Your task: The entries below should be quoted exactly, with no pictures carried over.

--

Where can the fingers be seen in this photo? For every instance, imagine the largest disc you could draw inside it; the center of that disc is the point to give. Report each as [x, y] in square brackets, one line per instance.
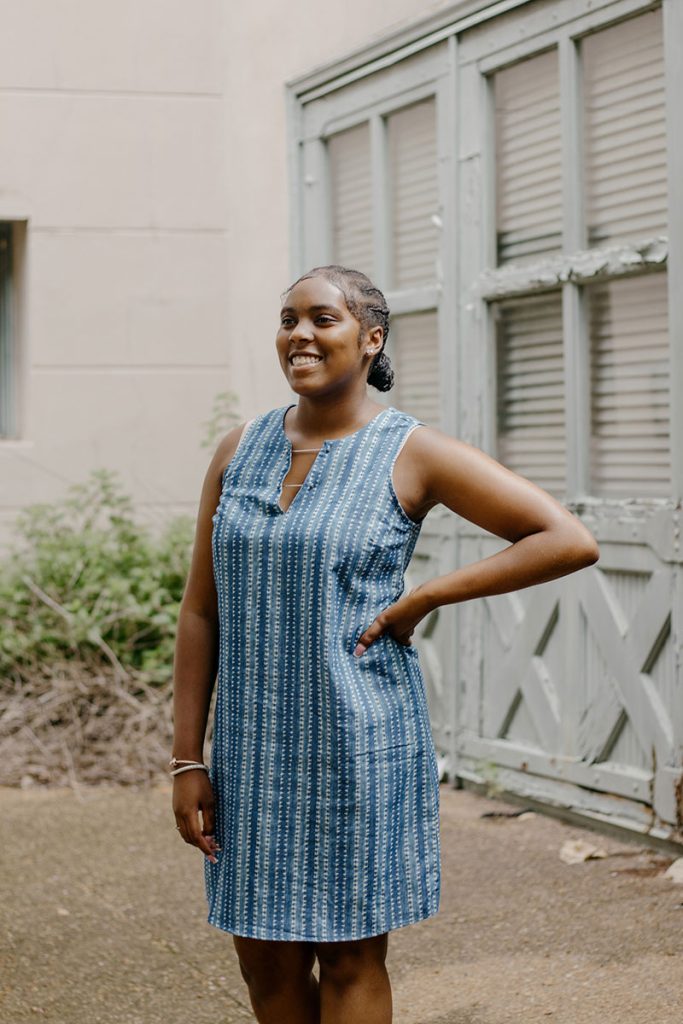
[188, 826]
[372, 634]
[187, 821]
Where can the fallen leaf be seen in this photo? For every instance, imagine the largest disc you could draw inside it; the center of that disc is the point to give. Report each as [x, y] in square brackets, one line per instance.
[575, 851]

--

Worked solution:
Where can the fingers be seen in this photo? For every instance, imagine the largest disc you could draw inside it; the center of that disc is the point to give. Report each as [x, y] in square brackets, one line per instance.
[188, 826]
[372, 634]
[187, 821]
Where can the fallen leaf be seen in this photo? For every instance, imagine the largest disc you could draw inside it; the center of that disc is the point to give. Report each as [x, y] in square brackets, one line per instance.
[575, 851]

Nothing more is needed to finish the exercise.